Text:
Begin
Posted: Sat Jan 07, 2017 6:44 pm
by rwh202
Aurum wrote:rxh202, So if you moved a single 1080 to different slots then does the second 16x slot (PCI_E4) run at x4 when used alone??? I see from the photo that MSI labels the first 16x slot (PCI_E2) as PCI-E3.0 but no label on PCI_E4 just a different lock style.
Yeah, the top slot is fixed x16 connected to the CPU and the lower x16 is actually x4 electrical and connected to the PCH. On more sophisticated motherboards, both slots are often connected to the 16 lanes from the CPU with switches that automatically reconfigure to an x8/x8 config when 2 cards are fitted (or even x0/x16 when just the lower slot used).
In linux, the driver helpfully reports the PCIE link info (width 1x, 4x etc. and speed (that dynamically changes to save power, but was at 5 GT/s for Gen2 and 8 GT/s for Gen3 during tests)) for each connected card, so I've been able to confirm the speeds when running the tests.
End
Dataset extract:
Begin
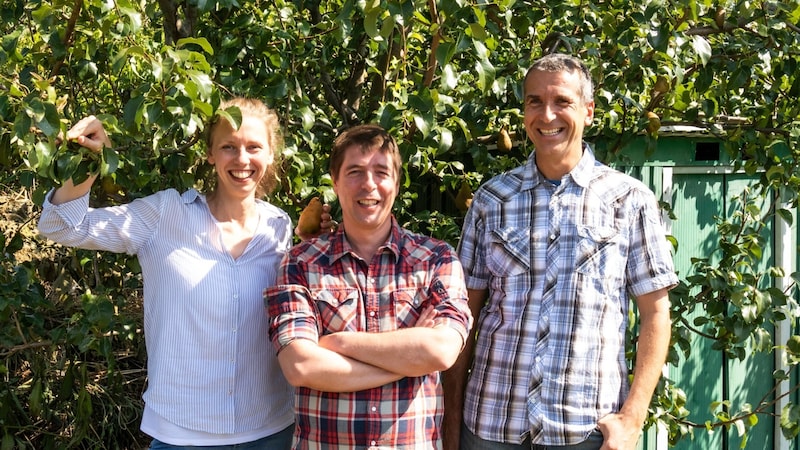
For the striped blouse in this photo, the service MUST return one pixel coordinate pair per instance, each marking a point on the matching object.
(210, 365)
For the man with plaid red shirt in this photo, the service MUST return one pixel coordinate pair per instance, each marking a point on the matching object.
(365, 318)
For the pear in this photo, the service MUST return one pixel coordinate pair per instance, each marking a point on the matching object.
(504, 141)
(653, 122)
(464, 197)
(662, 84)
(311, 217)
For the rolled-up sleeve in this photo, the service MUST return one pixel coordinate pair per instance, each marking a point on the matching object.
(290, 315)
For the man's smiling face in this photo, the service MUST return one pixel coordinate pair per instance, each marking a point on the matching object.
(556, 115)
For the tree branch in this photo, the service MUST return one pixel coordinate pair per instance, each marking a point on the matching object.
(68, 35)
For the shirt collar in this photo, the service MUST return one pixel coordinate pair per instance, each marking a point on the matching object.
(339, 247)
(581, 174)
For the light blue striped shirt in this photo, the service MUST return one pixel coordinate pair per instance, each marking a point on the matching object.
(210, 365)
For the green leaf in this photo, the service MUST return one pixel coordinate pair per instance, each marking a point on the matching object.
(202, 42)
(702, 49)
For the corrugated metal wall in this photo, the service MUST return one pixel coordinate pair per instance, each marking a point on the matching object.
(693, 175)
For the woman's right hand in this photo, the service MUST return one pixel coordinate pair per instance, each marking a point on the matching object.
(90, 133)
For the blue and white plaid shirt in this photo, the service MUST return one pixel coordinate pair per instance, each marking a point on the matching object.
(559, 261)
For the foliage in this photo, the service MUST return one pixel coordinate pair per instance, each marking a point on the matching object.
(444, 77)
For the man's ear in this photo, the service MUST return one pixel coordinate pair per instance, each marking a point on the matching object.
(589, 114)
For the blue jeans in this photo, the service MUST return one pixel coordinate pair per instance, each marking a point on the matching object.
(281, 440)
(471, 442)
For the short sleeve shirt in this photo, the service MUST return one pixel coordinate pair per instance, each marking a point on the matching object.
(559, 260)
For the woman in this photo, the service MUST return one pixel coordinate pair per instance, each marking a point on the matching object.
(214, 380)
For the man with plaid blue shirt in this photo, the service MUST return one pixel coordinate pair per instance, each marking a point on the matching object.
(551, 251)
(364, 319)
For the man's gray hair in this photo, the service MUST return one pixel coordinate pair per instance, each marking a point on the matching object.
(560, 62)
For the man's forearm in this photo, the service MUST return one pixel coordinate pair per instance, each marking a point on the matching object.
(411, 352)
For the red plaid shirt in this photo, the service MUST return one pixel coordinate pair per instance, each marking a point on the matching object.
(324, 288)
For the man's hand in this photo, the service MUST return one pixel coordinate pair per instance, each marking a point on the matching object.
(620, 432)
(326, 225)
(89, 132)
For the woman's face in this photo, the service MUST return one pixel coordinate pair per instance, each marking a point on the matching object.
(241, 157)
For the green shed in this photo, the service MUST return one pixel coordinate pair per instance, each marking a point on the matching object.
(691, 171)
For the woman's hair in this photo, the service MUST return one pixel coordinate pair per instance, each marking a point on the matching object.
(560, 62)
(251, 107)
(366, 138)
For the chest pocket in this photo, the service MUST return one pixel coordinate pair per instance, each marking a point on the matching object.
(599, 253)
(407, 304)
(509, 251)
(338, 310)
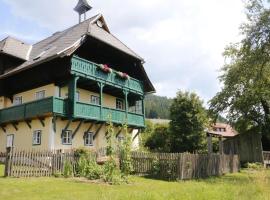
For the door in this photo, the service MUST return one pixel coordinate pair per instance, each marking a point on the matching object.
(10, 140)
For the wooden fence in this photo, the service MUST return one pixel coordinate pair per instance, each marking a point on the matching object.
(266, 157)
(184, 166)
(248, 146)
(21, 163)
(2, 158)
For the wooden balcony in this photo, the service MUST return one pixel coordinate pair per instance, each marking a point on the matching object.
(34, 109)
(59, 107)
(87, 69)
(95, 112)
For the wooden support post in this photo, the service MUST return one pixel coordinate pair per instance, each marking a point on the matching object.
(90, 127)
(15, 126)
(4, 129)
(54, 123)
(137, 134)
(101, 87)
(42, 121)
(8, 161)
(77, 129)
(220, 145)
(68, 124)
(72, 90)
(209, 143)
(126, 104)
(97, 132)
(28, 122)
(118, 133)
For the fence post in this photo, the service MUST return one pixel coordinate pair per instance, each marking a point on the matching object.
(220, 145)
(7, 162)
(209, 143)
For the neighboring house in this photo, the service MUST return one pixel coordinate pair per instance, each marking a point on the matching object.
(159, 121)
(222, 130)
(60, 92)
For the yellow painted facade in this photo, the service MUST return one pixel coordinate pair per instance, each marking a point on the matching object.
(23, 137)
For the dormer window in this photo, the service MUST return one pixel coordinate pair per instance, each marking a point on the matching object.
(40, 95)
(17, 101)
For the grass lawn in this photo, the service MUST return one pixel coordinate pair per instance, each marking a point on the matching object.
(251, 185)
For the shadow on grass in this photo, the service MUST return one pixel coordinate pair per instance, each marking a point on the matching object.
(228, 178)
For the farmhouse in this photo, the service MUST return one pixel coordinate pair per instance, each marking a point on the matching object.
(61, 92)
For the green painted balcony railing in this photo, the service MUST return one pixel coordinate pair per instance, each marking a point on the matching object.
(92, 112)
(85, 68)
(34, 109)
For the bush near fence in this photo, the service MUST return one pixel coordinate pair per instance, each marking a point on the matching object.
(171, 166)
(183, 166)
(21, 163)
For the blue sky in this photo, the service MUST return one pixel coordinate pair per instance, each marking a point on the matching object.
(181, 41)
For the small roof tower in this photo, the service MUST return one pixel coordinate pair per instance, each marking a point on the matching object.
(82, 8)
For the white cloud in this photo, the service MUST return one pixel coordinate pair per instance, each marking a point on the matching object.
(181, 41)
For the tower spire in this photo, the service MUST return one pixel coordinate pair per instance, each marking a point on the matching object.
(82, 7)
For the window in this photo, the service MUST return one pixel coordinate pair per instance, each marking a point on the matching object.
(10, 140)
(37, 138)
(67, 137)
(120, 139)
(40, 95)
(119, 104)
(17, 101)
(77, 96)
(88, 139)
(95, 100)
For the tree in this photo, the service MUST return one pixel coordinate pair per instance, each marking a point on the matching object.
(245, 96)
(157, 107)
(189, 119)
(159, 141)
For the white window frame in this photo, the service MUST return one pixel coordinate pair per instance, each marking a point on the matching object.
(66, 137)
(120, 138)
(120, 105)
(11, 136)
(17, 100)
(40, 94)
(89, 139)
(37, 137)
(95, 100)
(77, 96)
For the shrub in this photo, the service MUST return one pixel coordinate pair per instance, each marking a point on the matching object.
(255, 166)
(68, 172)
(155, 171)
(110, 170)
(125, 150)
(93, 171)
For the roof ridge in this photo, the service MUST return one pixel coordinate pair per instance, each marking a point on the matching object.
(126, 46)
(67, 29)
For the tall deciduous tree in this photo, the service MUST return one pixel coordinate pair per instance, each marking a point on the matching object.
(189, 119)
(245, 96)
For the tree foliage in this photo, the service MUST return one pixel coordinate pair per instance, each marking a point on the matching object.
(186, 130)
(157, 107)
(188, 122)
(159, 141)
(245, 96)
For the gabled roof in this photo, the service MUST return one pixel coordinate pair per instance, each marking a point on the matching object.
(66, 42)
(15, 48)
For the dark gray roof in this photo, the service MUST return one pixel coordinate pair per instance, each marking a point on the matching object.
(15, 48)
(66, 42)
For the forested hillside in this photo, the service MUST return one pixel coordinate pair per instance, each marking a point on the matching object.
(157, 107)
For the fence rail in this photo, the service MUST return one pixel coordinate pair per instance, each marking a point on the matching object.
(180, 166)
(184, 166)
(266, 157)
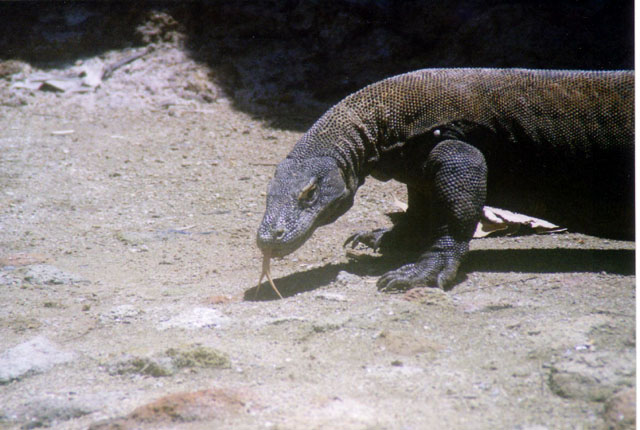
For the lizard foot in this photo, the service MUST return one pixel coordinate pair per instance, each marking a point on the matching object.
(370, 239)
(435, 269)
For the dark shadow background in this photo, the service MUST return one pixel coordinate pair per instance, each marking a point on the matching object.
(288, 61)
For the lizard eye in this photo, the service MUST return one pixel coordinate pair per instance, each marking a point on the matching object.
(308, 194)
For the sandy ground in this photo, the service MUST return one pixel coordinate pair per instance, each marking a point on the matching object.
(128, 269)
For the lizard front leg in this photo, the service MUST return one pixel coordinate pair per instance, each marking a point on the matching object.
(456, 174)
(409, 234)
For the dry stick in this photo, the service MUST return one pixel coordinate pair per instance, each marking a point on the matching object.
(266, 271)
(108, 71)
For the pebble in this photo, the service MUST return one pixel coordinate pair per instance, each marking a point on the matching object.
(332, 297)
(346, 278)
(45, 274)
(194, 319)
(34, 356)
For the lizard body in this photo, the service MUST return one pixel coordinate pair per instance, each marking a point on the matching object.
(557, 145)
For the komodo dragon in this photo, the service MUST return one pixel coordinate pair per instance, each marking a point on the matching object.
(558, 145)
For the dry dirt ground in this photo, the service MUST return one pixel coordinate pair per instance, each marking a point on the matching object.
(128, 269)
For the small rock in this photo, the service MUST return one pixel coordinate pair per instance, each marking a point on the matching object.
(34, 356)
(592, 376)
(48, 412)
(620, 410)
(331, 297)
(194, 319)
(193, 406)
(45, 274)
(123, 314)
(198, 357)
(156, 367)
(346, 278)
(429, 296)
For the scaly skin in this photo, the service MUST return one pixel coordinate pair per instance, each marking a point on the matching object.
(553, 144)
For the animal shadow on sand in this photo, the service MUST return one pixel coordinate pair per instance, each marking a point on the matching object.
(565, 260)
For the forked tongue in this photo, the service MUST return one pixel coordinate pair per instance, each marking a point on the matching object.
(266, 271)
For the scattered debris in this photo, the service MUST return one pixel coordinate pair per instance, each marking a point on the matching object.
(34, 356)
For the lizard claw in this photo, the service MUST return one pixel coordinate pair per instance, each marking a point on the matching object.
(436, 270)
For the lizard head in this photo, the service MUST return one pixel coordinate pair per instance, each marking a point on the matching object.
(303, 195)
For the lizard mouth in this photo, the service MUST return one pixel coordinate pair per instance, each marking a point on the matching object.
(280, 247)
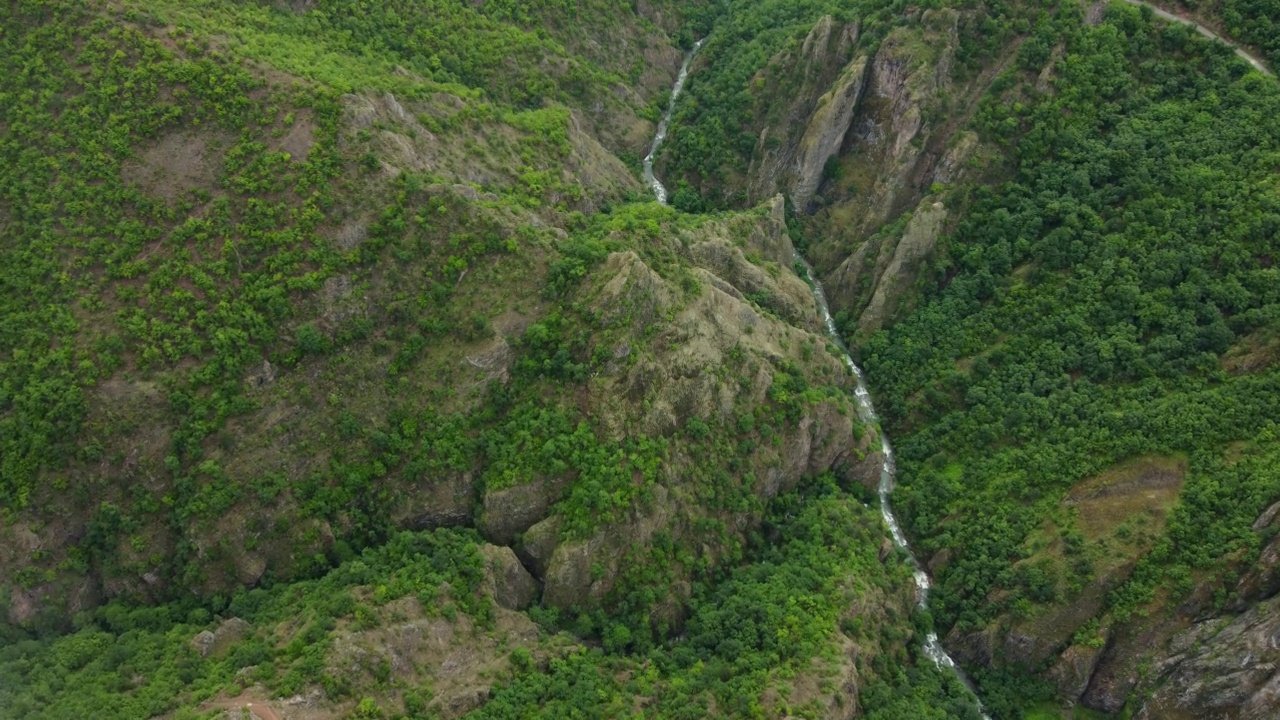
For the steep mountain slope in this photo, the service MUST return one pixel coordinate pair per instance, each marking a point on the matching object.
End
Reproduce word for word the passage of the forum post starting with "Yeah, the top" and going on through "lower slot used).". The listing plays no role in this.

The output:
Yeah, the top slot is fixed x16 connected to the CPU and the lower x16 is actually x4 electrical and connected to the PCH. On more sophisticated motherboards, both slots are often connected to the 16 lanes from the CPU with switches that automatically reconfigure to an x8/x8 config when 2 cards are fitted (or even x0/x16 when just the lower slot used).